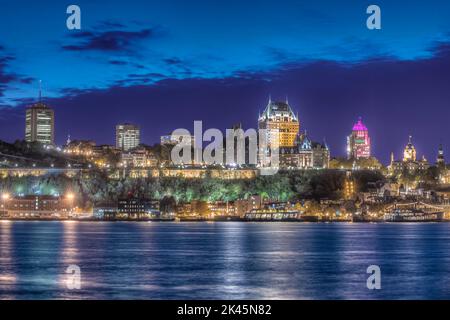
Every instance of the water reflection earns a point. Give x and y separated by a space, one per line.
223 260
8 277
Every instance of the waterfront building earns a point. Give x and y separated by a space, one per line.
173 139
281 124
409 161
358 142
137 208
242 206
105 211
80 147
306 154
409 154
39 206
349 187
281 127
440 160
128 136
40 123
138 157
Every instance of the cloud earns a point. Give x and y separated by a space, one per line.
108 41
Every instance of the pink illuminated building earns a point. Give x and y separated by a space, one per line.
358 143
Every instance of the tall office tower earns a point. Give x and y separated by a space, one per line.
40 123
128 136
358 142
280 123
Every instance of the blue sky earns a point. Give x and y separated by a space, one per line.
161 46
208 39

◆ ◆ ◆

# TASK
Lines from the one containing "Every instance of the pink" through the last line of the listing are to be restated word for word; no other line may appear.

# WRITTEN SOLUTION
Every instance of the pink illuminated building earns a point. Give x and y separated by a space, one per line.
358 143
Every instance of the tall office tower earns a point. Give x and y separated by a space, one per line.
40 123
128 136
358 142
280 123
Every instance of the blue sky earns a point. Give x and y separated by a space, one per line.
161 46
208 39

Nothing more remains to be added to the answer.